* [Esercizio assegnato 1] Trasforma in una tabella Markdown il tratto delle voci che va dalla riga contenente "Could you help me find the concrete" fino alla riga contenente "column 330, row 35", entrambe incluse, tralasciando le righe vuote. Usa le colonne "N." per il numero di riga e "Testo" per la riga stessa.
#### Estratto del documento ####
TESTI SACRI ISLAMICI
Allah dice: << Ho preparato per i miei servi sinceri, [un posto] che mai nessun occhio ha veduto e del quale nessun orecchio ha mai udito, e nessuno ha mai potuto immaginare>>.
Nessuno conosce la gioia degli occhi che li attende, ricompensa per quello che avranno fatto” (Santo Corano, 32,17).
Venne chiesto al Messaggero di “Le donne terrestri saranno migliori delle spose del Paradiso?”, ed egli rispose: “Certamente, le donne terrestri saranno preferibili alle spose paradisiache. Gli venne chiesto allora: “E perché?”, ed egli rispose: “Per la loro preghiera, il loro digiuno e la loro adorazione di Allah. Allah concederà loro una luce sui visi, le vestirà di pura seta, i cui colori si accorderanno perfettamente con il verde dei loro abiti e il giallo dei loro ornamenti d’oro. Canteranno con una voce più sublime di quella delle cantanti. Diranno: “Siamo le eterne, siamo le più felici, siamo per sempre giovani, soddisfatte continuamente. Favoriti saranno i nostri mariti che ci ritroveranno”.”
####
* [Esercizio assegnato 2] Secondo l'estratto sui testi sacri islamici, per quali motivi le donne terrestri saranno preferibili alle spose del Paradiso?
#### Dati forniti ####
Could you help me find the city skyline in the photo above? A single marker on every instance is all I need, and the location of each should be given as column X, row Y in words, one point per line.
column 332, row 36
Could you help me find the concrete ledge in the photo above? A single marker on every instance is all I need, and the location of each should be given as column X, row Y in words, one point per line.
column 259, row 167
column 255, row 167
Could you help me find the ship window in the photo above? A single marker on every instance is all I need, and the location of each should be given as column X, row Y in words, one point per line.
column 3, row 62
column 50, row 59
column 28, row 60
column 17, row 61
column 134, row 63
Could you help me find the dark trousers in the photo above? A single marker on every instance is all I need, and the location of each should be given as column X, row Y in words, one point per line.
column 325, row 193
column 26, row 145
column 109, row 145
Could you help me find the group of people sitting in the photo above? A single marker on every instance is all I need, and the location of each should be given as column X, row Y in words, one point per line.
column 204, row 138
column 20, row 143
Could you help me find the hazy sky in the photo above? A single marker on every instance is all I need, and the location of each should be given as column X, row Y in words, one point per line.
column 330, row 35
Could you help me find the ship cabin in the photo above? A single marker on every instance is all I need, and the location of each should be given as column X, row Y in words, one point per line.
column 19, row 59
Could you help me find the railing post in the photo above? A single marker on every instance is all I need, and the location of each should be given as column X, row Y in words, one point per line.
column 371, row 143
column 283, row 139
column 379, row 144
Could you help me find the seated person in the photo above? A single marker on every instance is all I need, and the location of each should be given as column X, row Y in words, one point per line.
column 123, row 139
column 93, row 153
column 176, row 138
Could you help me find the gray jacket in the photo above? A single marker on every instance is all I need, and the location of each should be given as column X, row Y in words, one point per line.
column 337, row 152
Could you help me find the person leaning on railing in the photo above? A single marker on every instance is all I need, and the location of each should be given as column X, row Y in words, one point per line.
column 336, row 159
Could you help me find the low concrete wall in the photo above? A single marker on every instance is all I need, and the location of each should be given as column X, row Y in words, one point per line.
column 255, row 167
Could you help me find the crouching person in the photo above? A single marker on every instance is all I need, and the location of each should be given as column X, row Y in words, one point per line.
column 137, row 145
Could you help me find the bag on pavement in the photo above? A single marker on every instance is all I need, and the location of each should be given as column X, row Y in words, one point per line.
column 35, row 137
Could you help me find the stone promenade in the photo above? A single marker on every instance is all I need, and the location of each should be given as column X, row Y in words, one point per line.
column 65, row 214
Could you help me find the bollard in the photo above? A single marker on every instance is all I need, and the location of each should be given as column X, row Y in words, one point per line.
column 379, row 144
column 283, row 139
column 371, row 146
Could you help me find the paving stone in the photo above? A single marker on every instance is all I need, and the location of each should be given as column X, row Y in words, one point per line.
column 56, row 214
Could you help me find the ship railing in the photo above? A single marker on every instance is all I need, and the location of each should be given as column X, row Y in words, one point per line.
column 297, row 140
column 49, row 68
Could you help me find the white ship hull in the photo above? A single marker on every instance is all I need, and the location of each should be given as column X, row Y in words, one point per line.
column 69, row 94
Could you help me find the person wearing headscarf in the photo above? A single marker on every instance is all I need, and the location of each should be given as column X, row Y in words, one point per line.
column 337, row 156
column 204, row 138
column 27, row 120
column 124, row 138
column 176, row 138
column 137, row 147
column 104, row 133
####
* [Risultato 1]
| N. | Testo |
|---|---|
| 1 | Could you help me find the concrete ledge in the photo above? A single marker on every instance is all I need, and the location of each should be given as column X, row Y in words, one point per line. |
| 2 | column 259, row 167 |
| 3 | column 255, row 167 |
| 4 | Could you help me find the ship window in the photo above? A single marker on every instance is all I need, and the location of each should be given as column X, row Y in words, one point per line. |
| 5 | column 3, row 62 |
| 6 | column 50, row 59 |
| 7 | column 28, row 60 |
| 8 | column 17, row 61 |
| 9 | column 134, row 63 |
| 10 | Could you help me find the dark trousers in the photo above? A single marker on every instance is all I need, and the location of each should be given as column X, row Y in words, one point per line. |
| 11 | column 325, row 193 |
| 12 | column 26, row 145 |
| 13 | column 109, row 145 |
| 14 | Could you help me find the group of people sitting in the photo above? A single marker on every instance is all I need, and the location of each should be given as column X, row Y in words, one point per line. |
| 15 | column 204, row 138 |
| 16 | column 20, row 143 |
| 17 | Could you help me find the hazy sky in the photo above? A single marker on every instance is all I need, and the location of each should be given as column X, row Y in words, one point per line. |
| 18 | column 330, row 35 |

* [Risultato 2] Per la loro preghiera, il loro digiuno e la loro adorazione di Allah.